— REQUIRED TASK —
Write out the listing below without alteration, omitting its pictures.

Image location labeling entries
= = = = =

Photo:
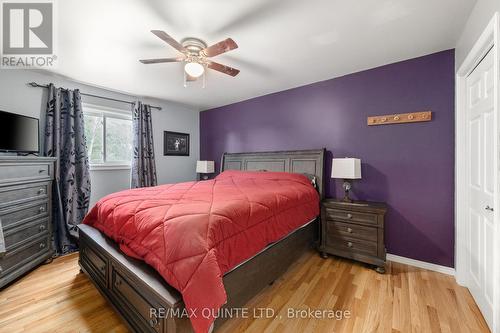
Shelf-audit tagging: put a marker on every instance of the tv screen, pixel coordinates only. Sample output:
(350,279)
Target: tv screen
(18,133)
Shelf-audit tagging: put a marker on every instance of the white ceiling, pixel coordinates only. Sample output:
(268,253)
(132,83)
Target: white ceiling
(282,43)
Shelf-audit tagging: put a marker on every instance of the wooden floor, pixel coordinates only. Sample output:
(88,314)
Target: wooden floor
(57,298)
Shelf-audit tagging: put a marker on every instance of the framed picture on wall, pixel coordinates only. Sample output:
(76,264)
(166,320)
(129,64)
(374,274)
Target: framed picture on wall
(175,144)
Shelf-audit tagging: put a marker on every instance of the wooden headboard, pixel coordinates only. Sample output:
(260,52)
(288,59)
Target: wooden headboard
(307,162)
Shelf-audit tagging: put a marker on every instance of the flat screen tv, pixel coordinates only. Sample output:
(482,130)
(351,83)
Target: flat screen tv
(18,134)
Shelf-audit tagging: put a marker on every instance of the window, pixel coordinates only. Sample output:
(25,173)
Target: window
(109,137)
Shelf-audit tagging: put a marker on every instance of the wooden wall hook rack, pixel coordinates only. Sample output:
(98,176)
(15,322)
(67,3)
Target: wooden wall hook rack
(401,118)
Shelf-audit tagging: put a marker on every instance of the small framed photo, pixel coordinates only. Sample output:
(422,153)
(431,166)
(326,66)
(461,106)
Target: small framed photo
(175,144)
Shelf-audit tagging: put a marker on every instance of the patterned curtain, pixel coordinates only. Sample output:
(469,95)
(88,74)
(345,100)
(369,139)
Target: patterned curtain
(143,162)
(65,139)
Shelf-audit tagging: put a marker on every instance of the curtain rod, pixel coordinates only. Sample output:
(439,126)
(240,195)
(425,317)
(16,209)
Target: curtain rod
(36,85)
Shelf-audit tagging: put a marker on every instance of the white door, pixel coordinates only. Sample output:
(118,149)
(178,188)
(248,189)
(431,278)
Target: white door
(481,188)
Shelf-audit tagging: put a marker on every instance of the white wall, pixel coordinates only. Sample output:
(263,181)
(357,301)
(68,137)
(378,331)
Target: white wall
(477,22)
(17,97)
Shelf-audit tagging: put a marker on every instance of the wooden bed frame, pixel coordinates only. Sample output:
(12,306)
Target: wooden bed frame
(137,291)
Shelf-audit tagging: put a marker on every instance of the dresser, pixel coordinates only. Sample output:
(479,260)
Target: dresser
(354,230)
(25,214)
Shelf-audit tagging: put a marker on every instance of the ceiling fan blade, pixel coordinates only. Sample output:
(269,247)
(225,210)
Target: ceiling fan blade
(169,40)
(219,48)
(161,60)
(223,68)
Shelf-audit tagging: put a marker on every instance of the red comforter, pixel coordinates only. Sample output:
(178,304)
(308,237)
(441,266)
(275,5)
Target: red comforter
(192,233)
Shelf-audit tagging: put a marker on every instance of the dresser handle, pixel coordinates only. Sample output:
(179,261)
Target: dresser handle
(153,322)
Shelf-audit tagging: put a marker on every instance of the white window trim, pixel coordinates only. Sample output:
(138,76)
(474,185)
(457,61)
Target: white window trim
(109,166)
(97,110)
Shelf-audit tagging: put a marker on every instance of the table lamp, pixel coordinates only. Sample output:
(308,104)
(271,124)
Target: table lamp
(204,168)
(346,169)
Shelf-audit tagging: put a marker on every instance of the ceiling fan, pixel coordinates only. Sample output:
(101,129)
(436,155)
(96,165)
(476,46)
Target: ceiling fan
(195,54)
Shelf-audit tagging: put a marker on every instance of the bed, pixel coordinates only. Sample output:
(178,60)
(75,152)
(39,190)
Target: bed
(149,304)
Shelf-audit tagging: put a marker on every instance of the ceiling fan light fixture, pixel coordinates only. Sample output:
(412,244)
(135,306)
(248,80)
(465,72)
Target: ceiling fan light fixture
(194,69)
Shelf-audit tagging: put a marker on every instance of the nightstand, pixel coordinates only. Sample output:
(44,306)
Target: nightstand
(354,231)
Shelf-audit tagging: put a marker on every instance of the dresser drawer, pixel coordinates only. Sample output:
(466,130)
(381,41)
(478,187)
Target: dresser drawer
(24,254)
(342,230)
(353,245)
(11,195)
(343,215)
(124,290)
(17,236)
(14,216)
(24,172)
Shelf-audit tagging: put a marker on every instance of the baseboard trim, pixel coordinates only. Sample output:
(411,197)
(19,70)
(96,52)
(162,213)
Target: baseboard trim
(421,264)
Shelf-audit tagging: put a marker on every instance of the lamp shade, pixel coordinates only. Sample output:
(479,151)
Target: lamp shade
(346,168)
(205,166)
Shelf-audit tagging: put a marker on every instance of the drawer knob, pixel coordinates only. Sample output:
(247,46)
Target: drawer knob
(153,322)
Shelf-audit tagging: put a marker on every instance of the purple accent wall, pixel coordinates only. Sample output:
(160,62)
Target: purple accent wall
(409,166)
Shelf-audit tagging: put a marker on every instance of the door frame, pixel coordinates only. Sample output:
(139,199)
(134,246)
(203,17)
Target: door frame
(489,39)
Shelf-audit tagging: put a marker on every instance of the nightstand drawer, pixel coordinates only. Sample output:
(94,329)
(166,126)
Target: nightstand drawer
(344,215)
(336,229)
(353,245)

= = = = =

— ANSWER TO THIS EXERCISE —
Photo:
Shelf-audit tagging: put a marker on every instance of the tv screen, pixel coordinates only. Sample output:
(350,279)
Target: tv screen
(18,133)
Shelf-audit tagging: put a marker on every instance of the white ceiling, pixel coordinates only. Sample output:
(268,253)
(132,83)
Target: white ceiling
(282,43)
Shelf-audit tagging: put a marker on every instance of the wooden floor, pixel coordinates only. Sample output:
(88,314)
Target: wooden floor
(57,298)
Shelf-audit tagging: put a marker on every instance of the framed picture on wall, pixel coordinates only. Sample output:
(76,264)
(166,320)
(129,64)
(374,274)
Target: framed picture on wall
(175,144)
Shelf-audit tagging: put a marker on every instance of the wooden headboard, pixel coordinates only. Sample output:
(260,52)
(288,59)
Target: wooden headboard
(307,162)
Shelf-audit tagging: put a marker on every instance of the flat screen tv, pixel coordinates only. Sample output:
(482,130)
(351,83)
Target: flat screen tv
(18,134)
Shelf-audit tagging: put a marker on every instance of the window, pixel coordinates only. Sample output:
(25,173)
Target: window
(109,137)
Shelf-audit tagging: put a marker on every instance of the wooden wall hook rack, pixel coordinates only. Sample output:
(98,176)
(15,322)
(67,3)
Target: wooden wall hook rack
(401,118)
Shelf-audit tagging: put a marker on every instance of the small framed photo, pixel coordinates only. Sample output:
(422,153)
(431,166)
(326,66)
(461,106)
Target: small framed photo
(175,144)
Shelf-audit tagging: put a marker on every instance of the patterned curtain, pixel coordinates only. Sample output:
(469,95)
(88,74)
(345,100)
(369,139)
Target: patterned curtain
(143,162)
(65,139)
Shelf-audit tagging: put a marker on every instance of the curtain rod, pixel coordinates only. Sample output:
(439,126)
(240,195)
(425,317)
(16,209)
Target: curtain rod
(36,85)
Shelf-audit tagging: put a marker on every instance of the white door, pixel coordinates only. Sample output:
(118,149)
(178,188)
(248,189)
(431,278)
Target: white door
(481,188)
Shelf-audit tagging: put a marker on every instance of the white wall, pixel coordinates only. Sample output:
(263,181)
(357,301)
(68,137)
(378,331)
Target: white wall
(477,22)
(17,97)
Shelf-audit tagging: put a marker on every instance of the wooden bed frame, pixel coordinates only. Sample output:
(12,306)
Target: wooden bed frame
(137,291)
Shelf-audit tagging: put a marker on every instance of the dresser, pixel coordinates only. Sample output:
(479,260)
Target: dresser
(354,230)
(25,214)
Shelf-audit tagging: put a marker on every instance of the ceiling fan blade, pixel coordinates only. Sample output:
(269,247)
(225,210)
Target: ceiling fan blade
(169,40)
(219,48)
(161,60)
(223,68)
Shelf-audit tagging: put a marker on every instance of the red comforter, pixel coordinates only. Sample output:
(178,304)
(308,237)
(441,266)
(275,5)
Target: red comforter
(192,233)
Shelf-audit tagging: put a marker on every instance of the dresser handle, pixel coordinates only. Sample output:
(179,261)
Target: dresser handle
(153,322)
Shelf-audit tagging: put a marker on every instance of the white window trim, pixel coordinates only. Sample output:
(138,76)
(474,185)
(457,61)
Target: white window trim
(109,166)
(97,110)
Shelf-audit tagging: put a marker on every instance of the table lamp, pixel coordinates only. Sample output:
(308,104)
(271,124)
Target: table lamp
(204,168)
(346,169)
Shelf-audit tagging: put a marker on every instance of the ceiling fan, pixel coordinates only. Sample output:
(101,129)
(436,155)
(96,165)
(476,46)
Target: ceiling fan
(195,54)
Shelf-audit tagging: put a marker on every instance of the bed, pixel coordinates only. Sample output:
(178,60)
(75,152)
(39,190)
Target: bed
(149,304)
Shelf-audit tagging: put a marker on every instance of the ceiling fan light fixture, pixel coordinates only. Sample output:
(412,244)
(135,306)
(248,80)
(465,72)
Target: ceiling fan light fixture
(194,69)
Shelf-audit tagging: put a marker on every instance of the nightstand, pixel coordinates only. Sample output:
(44,306)
Target: nightstand
(354,231)
Shelf-audit tagging: put a marker on every instance of the dresser drawer, pixel coordinates only. Sample output:
(466,130)
(381,41)
(478,187)
Target: dresser drawer
(24,254)
(342,230)
(353,245)
(11,195)
(343,215)
(124,290)
(17,236)
(14,216)
(24,172)
Shelf-audit tagging: put a marker on every instance of the baseboard trim, pixel coordinates only. Sample output:
(411,197)
(19,70)
(96,52)
(162,213)
Target: baseboard trim
(421,264)
Shelf-audit tagging: put a marker on every instance of the lamp shade, pixel coordinates only. Sample output:
(479,151)
Target: lamp shade
(346,168)
(205,166)
Shelf-audit tagging: put a marker on every instance of the drawer knob, pixel coordinates only. Sample output:
(247,46)
Target: drawer knob
(153,322)
Shelf-audit tagging: put a marker on every instance of the purple accent wall, pixel coordinates only. Sample output:
(160,62)
Target: purple accent wall
(409,166)
Shelf-audit tagging: put a marker on every instance of the door frame, pixel coordinates only. Sample output:
(139,199)
(134,246)
(203,17)
Target: door frame
(489,39)
Shelf-audit tagging: put a marker on every instance of the nightstand drawer, pixel coordinates only. Sample output:
(94,329)
(166,126)
Target: nightstand drawer
(344,215)
(336,229)
(353,245)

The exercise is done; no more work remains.